[Opening Data to process section]
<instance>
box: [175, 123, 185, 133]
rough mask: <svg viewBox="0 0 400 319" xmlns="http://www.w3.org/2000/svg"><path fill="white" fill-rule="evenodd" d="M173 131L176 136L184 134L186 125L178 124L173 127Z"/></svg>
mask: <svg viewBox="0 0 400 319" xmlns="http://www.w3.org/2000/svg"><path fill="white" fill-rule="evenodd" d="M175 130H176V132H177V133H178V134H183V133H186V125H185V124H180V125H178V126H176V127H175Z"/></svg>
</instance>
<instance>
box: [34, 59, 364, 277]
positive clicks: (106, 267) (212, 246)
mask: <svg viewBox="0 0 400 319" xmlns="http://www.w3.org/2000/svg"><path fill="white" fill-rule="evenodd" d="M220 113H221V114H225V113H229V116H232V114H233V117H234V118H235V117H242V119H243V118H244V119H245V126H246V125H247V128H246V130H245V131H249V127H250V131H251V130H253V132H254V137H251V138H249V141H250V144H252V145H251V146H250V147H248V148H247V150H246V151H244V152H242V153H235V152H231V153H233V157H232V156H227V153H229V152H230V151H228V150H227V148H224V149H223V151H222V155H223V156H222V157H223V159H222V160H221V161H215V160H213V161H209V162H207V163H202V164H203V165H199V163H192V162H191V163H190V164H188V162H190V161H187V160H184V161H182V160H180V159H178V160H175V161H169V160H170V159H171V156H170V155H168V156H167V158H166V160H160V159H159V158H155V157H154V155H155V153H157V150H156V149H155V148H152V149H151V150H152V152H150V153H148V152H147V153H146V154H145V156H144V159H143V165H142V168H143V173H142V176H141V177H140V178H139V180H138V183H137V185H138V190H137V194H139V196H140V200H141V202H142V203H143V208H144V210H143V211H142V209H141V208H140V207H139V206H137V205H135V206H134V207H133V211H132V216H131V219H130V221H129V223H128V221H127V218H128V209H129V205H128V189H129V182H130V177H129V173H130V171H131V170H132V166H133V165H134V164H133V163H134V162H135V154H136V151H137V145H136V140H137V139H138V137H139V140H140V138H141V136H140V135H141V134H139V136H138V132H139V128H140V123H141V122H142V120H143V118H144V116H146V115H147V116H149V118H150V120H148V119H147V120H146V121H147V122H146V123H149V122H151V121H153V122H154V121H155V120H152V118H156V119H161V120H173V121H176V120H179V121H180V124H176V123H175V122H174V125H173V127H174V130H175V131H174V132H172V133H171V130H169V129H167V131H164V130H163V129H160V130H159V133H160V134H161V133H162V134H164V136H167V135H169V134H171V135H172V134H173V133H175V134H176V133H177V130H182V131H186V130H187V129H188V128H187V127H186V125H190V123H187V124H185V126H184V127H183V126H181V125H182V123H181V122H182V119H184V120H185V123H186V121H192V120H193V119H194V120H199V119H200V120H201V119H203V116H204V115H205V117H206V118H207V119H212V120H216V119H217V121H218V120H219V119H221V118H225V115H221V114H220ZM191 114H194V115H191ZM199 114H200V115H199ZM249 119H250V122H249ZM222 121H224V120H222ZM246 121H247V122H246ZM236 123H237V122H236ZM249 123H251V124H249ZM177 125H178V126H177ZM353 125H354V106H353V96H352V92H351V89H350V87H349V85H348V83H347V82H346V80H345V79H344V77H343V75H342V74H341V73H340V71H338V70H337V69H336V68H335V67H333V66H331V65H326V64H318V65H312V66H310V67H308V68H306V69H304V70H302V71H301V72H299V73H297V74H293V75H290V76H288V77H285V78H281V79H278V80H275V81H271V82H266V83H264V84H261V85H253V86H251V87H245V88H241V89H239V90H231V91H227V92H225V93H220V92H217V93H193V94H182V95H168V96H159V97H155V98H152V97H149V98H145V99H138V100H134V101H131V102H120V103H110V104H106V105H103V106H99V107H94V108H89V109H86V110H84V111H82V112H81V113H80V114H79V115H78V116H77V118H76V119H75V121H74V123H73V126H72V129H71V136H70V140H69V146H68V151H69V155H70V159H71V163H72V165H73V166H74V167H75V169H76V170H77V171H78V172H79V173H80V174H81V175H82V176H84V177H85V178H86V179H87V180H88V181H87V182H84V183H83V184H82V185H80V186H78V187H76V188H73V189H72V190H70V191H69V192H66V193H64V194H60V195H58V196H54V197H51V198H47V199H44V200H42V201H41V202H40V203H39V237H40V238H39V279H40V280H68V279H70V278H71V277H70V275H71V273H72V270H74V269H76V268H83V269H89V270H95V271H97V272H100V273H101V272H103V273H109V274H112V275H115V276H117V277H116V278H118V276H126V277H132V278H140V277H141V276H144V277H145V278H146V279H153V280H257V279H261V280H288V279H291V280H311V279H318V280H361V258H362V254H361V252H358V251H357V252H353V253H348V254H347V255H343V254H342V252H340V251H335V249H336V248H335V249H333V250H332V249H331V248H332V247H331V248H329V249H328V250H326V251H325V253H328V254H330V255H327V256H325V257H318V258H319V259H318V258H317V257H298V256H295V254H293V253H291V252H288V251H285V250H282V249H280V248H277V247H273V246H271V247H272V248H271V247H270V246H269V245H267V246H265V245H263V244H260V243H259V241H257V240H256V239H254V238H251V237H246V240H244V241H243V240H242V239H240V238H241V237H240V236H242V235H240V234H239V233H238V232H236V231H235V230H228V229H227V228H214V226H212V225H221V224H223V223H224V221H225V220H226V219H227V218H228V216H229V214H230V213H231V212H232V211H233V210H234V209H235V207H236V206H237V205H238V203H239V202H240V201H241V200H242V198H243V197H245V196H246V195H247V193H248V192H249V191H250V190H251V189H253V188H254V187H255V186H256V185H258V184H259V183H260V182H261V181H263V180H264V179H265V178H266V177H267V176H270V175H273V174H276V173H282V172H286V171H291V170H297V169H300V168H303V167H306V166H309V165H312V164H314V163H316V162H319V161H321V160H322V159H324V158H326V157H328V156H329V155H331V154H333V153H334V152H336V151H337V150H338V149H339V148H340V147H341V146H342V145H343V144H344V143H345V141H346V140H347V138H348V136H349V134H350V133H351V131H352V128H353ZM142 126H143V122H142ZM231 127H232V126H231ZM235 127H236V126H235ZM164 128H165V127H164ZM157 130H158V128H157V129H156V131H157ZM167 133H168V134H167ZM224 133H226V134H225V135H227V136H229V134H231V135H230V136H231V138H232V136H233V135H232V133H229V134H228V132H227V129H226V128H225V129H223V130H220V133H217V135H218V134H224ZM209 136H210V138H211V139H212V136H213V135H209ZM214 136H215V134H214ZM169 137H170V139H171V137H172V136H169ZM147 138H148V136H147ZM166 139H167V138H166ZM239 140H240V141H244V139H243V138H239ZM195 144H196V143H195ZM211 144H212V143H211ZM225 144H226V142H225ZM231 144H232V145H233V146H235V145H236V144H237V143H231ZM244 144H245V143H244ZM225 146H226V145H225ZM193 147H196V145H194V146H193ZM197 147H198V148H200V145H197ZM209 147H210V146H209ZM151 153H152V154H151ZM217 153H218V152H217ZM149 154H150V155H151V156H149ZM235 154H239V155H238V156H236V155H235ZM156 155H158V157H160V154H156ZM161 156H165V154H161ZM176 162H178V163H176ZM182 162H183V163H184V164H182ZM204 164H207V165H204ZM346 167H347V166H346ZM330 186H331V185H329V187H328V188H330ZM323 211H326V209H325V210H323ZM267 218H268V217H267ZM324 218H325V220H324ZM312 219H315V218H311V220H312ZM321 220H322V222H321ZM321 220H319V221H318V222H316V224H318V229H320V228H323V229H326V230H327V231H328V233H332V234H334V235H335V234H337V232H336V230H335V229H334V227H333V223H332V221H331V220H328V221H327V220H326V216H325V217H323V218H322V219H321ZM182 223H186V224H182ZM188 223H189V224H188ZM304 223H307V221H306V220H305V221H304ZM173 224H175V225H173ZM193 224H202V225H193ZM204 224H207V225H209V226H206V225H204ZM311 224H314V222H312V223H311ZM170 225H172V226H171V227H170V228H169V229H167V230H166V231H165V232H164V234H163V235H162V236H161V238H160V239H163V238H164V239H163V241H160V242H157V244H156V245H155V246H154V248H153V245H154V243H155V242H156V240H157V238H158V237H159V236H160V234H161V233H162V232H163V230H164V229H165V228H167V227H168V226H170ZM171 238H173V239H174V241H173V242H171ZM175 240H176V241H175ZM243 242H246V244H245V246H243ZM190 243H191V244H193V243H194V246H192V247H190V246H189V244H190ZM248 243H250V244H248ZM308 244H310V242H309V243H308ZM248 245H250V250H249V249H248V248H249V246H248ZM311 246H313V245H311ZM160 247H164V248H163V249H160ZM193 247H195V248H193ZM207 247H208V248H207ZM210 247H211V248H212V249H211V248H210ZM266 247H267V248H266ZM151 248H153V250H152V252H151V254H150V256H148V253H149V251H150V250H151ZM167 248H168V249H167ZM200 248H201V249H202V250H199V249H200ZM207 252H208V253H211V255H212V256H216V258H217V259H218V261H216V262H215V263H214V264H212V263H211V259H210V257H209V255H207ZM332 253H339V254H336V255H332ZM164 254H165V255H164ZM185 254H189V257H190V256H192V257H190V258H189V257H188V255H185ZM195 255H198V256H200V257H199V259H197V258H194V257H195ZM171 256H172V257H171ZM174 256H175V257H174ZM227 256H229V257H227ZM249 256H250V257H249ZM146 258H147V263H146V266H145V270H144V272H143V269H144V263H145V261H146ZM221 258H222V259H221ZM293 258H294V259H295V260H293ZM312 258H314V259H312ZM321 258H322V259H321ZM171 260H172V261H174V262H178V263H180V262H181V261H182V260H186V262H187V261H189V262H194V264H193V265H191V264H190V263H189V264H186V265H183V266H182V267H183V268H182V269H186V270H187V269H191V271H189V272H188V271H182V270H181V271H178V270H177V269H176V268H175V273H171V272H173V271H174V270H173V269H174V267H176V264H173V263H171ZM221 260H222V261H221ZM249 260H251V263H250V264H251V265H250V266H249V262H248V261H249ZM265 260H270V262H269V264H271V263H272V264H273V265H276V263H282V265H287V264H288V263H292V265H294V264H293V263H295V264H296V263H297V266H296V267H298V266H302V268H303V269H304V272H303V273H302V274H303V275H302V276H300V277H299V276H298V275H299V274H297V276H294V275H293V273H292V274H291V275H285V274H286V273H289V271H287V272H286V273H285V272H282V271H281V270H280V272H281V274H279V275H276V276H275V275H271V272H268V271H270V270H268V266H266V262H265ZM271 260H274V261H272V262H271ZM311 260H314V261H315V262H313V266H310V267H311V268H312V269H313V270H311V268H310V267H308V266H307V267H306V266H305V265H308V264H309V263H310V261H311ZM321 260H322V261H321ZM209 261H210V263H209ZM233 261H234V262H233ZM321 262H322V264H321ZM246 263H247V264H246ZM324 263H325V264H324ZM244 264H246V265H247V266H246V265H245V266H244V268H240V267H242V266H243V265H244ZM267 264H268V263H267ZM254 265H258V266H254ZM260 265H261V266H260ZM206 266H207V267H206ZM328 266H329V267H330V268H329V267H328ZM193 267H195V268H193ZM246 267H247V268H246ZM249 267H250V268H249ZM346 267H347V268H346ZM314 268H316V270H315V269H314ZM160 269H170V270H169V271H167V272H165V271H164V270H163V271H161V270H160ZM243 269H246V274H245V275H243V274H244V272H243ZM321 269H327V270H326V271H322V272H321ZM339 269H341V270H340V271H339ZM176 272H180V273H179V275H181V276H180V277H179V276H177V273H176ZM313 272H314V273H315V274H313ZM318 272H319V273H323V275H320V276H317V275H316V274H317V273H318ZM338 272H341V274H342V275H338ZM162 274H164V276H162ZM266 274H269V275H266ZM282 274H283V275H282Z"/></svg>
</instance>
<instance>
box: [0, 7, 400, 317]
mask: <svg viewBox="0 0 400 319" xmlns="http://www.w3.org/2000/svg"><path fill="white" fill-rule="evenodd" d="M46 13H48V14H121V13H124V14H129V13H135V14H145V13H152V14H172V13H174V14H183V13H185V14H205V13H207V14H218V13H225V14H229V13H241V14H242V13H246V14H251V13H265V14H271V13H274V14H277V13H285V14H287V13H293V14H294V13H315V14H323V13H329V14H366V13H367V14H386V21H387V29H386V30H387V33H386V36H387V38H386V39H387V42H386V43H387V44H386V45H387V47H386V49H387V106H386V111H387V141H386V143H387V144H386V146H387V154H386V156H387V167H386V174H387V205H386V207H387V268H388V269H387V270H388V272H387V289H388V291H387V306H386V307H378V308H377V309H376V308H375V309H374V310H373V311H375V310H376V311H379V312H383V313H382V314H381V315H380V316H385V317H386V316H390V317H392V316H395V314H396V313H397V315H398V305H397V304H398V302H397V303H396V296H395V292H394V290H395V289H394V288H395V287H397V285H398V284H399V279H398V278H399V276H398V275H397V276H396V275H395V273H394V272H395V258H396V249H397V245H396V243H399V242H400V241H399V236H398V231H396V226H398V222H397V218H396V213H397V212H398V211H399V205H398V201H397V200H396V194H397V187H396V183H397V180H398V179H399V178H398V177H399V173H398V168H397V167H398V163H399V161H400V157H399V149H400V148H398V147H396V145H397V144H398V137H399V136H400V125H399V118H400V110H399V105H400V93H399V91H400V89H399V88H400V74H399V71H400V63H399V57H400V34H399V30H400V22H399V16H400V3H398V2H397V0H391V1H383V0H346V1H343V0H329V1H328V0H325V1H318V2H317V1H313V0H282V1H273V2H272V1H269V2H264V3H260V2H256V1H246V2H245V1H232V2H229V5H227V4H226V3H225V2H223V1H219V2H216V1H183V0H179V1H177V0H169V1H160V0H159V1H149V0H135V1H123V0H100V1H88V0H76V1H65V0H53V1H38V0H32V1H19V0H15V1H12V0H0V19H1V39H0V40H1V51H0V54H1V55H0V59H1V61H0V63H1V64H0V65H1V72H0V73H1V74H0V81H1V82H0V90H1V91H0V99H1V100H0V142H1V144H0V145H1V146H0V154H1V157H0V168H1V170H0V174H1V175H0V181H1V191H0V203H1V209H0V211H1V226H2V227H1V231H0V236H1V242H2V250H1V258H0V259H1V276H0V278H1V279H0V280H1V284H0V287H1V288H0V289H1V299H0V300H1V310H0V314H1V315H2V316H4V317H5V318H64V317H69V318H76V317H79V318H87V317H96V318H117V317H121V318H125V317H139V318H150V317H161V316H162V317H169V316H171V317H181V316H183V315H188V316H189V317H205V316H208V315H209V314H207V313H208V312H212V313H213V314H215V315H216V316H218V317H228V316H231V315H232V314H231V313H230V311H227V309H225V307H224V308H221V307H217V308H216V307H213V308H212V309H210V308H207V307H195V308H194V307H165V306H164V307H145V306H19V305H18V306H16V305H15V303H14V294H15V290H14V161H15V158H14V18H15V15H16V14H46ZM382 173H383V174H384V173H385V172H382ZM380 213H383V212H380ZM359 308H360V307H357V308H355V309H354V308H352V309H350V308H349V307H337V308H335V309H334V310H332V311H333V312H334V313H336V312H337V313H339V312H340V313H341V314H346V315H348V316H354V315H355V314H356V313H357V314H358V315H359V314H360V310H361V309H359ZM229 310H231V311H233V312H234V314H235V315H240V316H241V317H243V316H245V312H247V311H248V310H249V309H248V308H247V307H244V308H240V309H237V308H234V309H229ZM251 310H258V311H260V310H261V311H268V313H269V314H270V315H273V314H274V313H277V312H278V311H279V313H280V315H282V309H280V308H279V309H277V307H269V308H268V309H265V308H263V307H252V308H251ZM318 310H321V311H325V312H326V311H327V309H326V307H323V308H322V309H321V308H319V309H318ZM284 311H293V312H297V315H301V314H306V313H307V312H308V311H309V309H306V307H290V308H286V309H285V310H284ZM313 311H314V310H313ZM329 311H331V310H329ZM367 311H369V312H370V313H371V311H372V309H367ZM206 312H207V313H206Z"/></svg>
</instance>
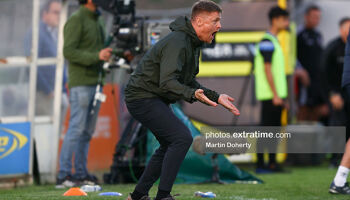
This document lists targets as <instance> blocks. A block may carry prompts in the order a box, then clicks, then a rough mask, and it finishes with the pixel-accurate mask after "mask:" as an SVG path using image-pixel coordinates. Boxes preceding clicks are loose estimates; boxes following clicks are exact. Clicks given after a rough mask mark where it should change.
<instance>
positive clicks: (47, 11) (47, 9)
mask: <svg viewBox="0 0 350 200" xmlns="http://www.w3.org/2000/svg"><path fill="white" fill-rule="evenodd" d="M55 2H56V3H61V1H60V0H47V1H46V2H45V3H44V4H43V6H42V7H41V8H40V17H42V16H43V14H44V12H48V11H49V10H50V7H51V4H53V3H55Z"/></svg>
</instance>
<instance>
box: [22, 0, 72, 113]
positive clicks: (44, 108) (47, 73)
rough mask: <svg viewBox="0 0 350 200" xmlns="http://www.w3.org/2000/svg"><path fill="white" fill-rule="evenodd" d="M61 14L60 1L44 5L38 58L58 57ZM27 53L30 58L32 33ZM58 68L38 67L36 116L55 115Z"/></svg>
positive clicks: (66, 98) (65, 90) (27, 42)
mask: <svg viewBox="0 0 350 200" xmlns="http://www.w3.org/2000/svg"><path fill="white" fill-rule="evenodd" d="M60 12H61V2H60V1H59V0H48V1H47V2H45V3H44V5H43V6H42V8H41V12H40V16H41V19H40V22H39V44H38V57H39V58H46V57H51V58H55V57H56V56H57V37H58V25H59V16H60ZM24 43H25V45H24V46H25V52H26V54H27V55H28V56H29V55H30V51H31V47H32V44H31V43H32V31H31V30H30V31H29V33H28V34H27V35H26V38H25V41H24ZM55 77H56V66H55V65H45V66H38V69H37V83H36V87H37V93H36V106H35V115H52V113H53V97H54V96H53V94H54V89H55ZM66 82H67V76H66V67H65V68H64V75H63V87H62V88H63V91H62V92H63V94H62V112H63V113H62V118H63V117H64V116H65V111H66V108H67V106H68V98H67V90H66Z"/></svg>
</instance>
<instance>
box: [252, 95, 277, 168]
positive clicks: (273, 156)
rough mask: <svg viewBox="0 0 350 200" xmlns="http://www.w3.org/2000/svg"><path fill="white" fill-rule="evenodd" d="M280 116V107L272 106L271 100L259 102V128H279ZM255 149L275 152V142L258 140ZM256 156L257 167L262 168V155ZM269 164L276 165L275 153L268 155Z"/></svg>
mask: <svg viewBox="0 0 350 200" xmlns="http://www.w3.org/2000/svg"><path fill="white" fill-rule="evenodd" d="M281 114H282V107H281V106H275V105H273V103H272V100H267V101H261V122H260V125H261V126H281ZM257 148H258V151H263V150H264V149H267V150H268V151H269V152H272V151H276V148H277V140H276V139H271V138H269V139H264V138H260V139H258V141H257ZM257 156H258V162H257V167H258V168H263V167H264V154H263V153H258V154H257ZM269 163H270V164H276V154H275V153H269Z"/></svg>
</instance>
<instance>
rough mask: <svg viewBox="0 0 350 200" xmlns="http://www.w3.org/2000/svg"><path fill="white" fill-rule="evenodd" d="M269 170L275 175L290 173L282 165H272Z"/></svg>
mask: <svg viewBox="0 0 350 200" xmlns="http://www.w3.org/2000/svg"><path fill="white" fill-rule="evenodd" d="M268 168H269V170H271V171H272V172H273V173H289V171H287V170H285V169H284V168H283V167H282V166H281V165H279V164H270V165H269V167H268Z"/></svg>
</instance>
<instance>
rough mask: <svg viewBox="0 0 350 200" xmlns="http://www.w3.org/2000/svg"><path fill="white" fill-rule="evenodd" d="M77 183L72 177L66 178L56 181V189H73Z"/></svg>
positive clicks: (59, 179) (76, 184) (57, 180)
mask: <svg viewBox="0 0 350 200" xmlns="http://www.w3.org/2000/svg"><path fill="white" fill-rule="evenodd" d="M76 185H77V184H76V181H75V180H74V179H73V178H72V177H71V176H66V177H64V178H63V179H58V178H57V179H56V186H55V188H56V189H63V188H71V187H74V186H76Z"/></svg>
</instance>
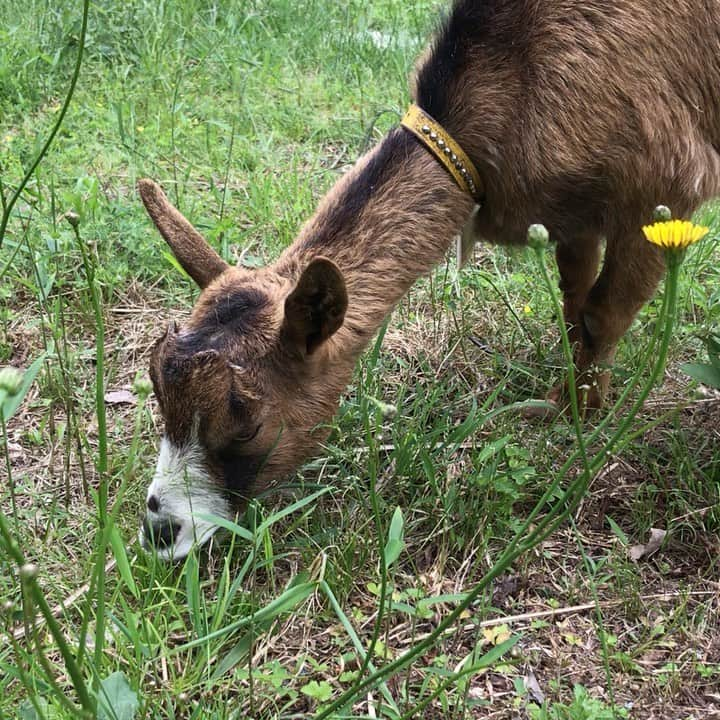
[Closing Data to process section]
Problem:
Please transcribe exactly the lines above from the line that has "positive clicks: (47, 11) (47, 9)" up to and including the line that has "14L60 1L44 5L38"; no other line belongs in the answer.

Solution:
positive clicks: (47, 11) (47, 9)
mask: <svg viewBox="0 0 350 200" xmlns="http://www.w3.org/2000/svg"><path fill="white" fill-rule="evenodd" d="M55 2H56V3H61V1H60V0H47V1H46V2H45V3H44V4H43V6H42V7H41V8H40V17H42V16H43V14H44V12H48V11H49V10H50V7H51V4H53V3H55Z"/></svg>
</instance>
<instance>
box: [22, 0, 72, 113]
positive clicks: (44, 108) (47, 73)
rough mask: <svg viewBox="0 0 350 200" xmlns="http://www.w3.org/2000/svg"><path fill="white" fill-rule="evenodd" d="M61 14L60 1L44 5L38 58L58 57ZM27 53L30 58L32 33ZM58 68L38 67L36 116L55 115Z"/></svg>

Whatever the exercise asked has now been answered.